TASK INPUTS start
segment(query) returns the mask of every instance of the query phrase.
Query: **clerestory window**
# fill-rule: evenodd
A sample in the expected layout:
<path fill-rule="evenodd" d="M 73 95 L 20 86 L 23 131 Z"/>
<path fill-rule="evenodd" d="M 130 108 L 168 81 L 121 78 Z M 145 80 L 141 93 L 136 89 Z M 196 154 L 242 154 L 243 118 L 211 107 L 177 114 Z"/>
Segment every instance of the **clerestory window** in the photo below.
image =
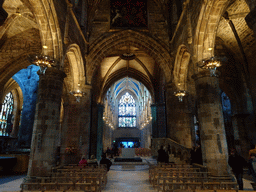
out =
TASK INPUTS end
> _WORK TO COMPLETE_
Set down the listing above word for word, leaving out the picture.

> _RIGHT ANSWER_
segment(query) returns the mask of every instance of the query phrase.
Query: **clerestory window**
# fill-rule: evenodd
A sample in the expected layout:
<path fill-rule="evenodd" d="M 73 95 L 20 86 L 23 131 Z"/>
<path fill-rule="evenodd" d="M 130 108 L 168 81 L 121 78 Z M 145 80 L 141 93 L 136 89 Z M 196 154 L 242 154 L 243 118 L 211 107 L 177 114 Z"/>
Segment every instance of the **clerestory window** in the photo below.
image =
out =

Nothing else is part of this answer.